━━━ Items

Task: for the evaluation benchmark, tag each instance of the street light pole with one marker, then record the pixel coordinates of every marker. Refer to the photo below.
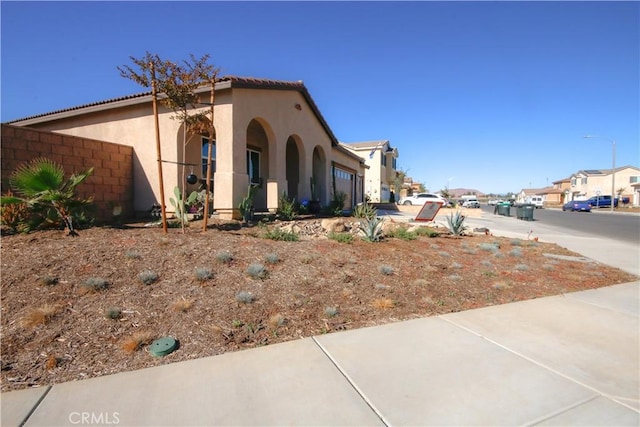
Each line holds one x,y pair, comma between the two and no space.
613,168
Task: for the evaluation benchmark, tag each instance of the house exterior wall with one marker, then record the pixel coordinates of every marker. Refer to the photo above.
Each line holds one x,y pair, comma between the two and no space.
378,178
277,115
110,185
601,184
134,127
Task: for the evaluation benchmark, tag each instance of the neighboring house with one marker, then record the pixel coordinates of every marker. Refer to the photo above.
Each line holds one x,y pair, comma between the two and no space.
379,177
524,196
595,182
562,187
268,133
457,193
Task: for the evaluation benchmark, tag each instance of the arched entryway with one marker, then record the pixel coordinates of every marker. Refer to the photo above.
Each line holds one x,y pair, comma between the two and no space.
257,162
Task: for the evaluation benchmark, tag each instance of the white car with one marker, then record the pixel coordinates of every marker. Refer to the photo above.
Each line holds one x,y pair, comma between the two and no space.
421,198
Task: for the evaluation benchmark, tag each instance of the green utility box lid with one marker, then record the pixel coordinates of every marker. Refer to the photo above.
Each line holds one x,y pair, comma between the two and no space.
163,346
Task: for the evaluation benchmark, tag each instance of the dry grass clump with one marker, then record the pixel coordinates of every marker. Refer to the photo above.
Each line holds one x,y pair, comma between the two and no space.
40,315
384,303
276,321
136,341
182,305
51,363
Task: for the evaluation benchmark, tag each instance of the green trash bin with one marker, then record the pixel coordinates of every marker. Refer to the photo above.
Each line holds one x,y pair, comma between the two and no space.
527,212
504,209
519,211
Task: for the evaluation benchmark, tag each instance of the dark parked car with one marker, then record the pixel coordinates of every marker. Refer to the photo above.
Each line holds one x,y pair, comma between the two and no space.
577,205
602,202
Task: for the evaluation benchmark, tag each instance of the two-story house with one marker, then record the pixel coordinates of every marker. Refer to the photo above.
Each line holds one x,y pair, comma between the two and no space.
381,161
595,182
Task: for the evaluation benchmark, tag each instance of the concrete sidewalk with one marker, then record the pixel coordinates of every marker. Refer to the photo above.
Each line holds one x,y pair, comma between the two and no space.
571,359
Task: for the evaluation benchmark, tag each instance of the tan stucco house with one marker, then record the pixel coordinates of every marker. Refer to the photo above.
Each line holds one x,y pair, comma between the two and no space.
588,183
268,133
381,161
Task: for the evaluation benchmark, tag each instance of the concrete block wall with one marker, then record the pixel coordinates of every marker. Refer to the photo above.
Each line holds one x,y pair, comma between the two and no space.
111,183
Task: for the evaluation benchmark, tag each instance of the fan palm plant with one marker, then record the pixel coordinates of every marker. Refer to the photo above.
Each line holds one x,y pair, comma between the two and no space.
41,184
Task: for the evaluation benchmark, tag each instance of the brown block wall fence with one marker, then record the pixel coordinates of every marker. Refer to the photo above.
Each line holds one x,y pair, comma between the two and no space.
111,183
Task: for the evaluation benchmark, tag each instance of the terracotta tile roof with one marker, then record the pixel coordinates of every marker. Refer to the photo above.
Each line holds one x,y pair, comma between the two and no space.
81,107
365,144
228,81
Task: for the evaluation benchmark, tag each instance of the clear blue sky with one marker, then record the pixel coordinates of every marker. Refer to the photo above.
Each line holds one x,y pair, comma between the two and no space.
494,96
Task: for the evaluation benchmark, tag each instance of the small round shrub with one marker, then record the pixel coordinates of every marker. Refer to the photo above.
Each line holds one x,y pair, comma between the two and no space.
113,313
272,258
95,284
148,277
257,271
203,274
331,311
224,257
387,270
245,297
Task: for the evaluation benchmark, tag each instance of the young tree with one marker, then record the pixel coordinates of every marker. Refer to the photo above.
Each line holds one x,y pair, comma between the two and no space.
41,183
177,83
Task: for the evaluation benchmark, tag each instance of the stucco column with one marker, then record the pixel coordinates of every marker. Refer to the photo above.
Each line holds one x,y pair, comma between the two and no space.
277,182
230,180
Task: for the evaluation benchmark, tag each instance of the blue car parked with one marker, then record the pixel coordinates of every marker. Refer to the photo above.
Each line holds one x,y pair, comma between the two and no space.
577,205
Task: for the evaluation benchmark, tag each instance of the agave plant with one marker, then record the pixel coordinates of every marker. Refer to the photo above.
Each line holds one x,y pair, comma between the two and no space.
456,224
41,184
365,210
371,228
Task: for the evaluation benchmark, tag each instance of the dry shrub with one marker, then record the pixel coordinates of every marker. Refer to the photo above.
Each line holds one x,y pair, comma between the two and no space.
276,321
182,305
52,362
383,303
136,341
39,316
13,215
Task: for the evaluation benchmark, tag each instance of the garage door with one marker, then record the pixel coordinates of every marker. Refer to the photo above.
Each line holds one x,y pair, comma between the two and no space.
344,182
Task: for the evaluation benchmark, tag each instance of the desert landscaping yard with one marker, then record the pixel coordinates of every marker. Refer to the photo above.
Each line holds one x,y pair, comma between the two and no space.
75,308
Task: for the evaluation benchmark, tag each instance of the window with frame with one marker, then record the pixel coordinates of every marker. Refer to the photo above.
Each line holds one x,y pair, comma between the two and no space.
205,154
253,166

━━━━━━

Recast the rows from the line with "of the desert" through the end of the rows as a two-column CSV headed text and answer. Give one line per row, with its wording and its answer each in one quoted field and line breaks changed to spaces.

→ Complete output
text,answer
"Task: for the evaluation benchmark, tag each instance of the desert landscaping yard with one marker, then record the pixel coordinates of every marker. Refer to the photo above. Each line holds one x,y pair, comma between the two and no space.","75,308"
"Task: for the evaluation benchmark, tag each instance of the window with frame with one marker, then record the pixel coordinates of every marker. Refer to the photo above. Each line holds one x,y pair, comma between the two and no space.","205,154 253,166"